_Extracted records:_

┌────────

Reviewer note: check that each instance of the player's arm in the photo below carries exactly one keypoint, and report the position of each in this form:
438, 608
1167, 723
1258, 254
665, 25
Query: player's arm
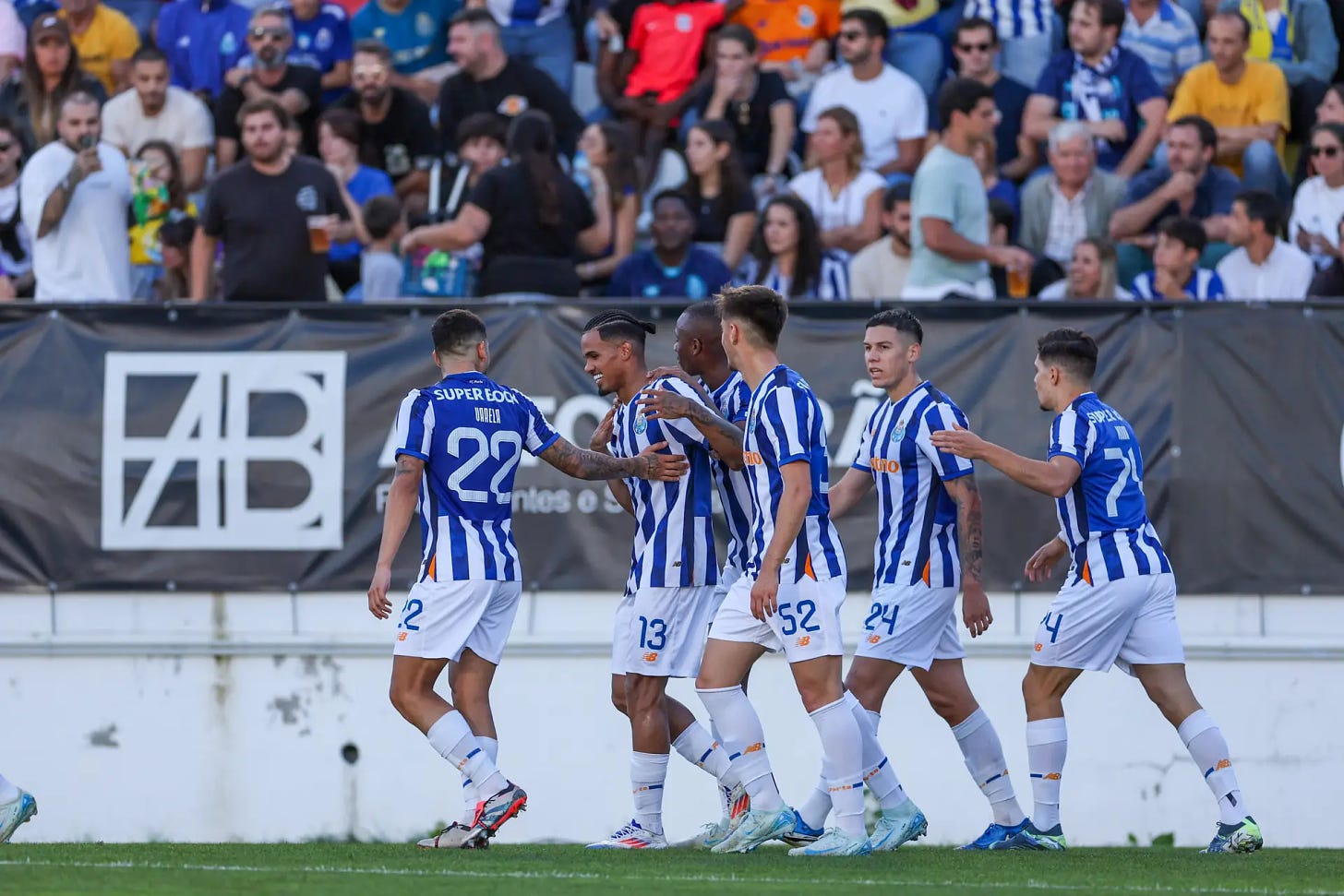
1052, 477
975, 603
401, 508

└────────
┌────────

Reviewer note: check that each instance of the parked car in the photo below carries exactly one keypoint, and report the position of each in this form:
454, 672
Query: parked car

└────────

_Set exercise:_ Could you rewrite the data from the line with "Reviewer note: check that each instance of the parked" to the line with "Query: parked car", both of those lines included, as a numbered list with any blank lines left out?

_Solution to this exercise:_
1. Reviewer note: check that each instance of the parked car in the photo below carries exactly one keypoint, and report the position of each in this form:
2. 454, 672
3. Query: parked car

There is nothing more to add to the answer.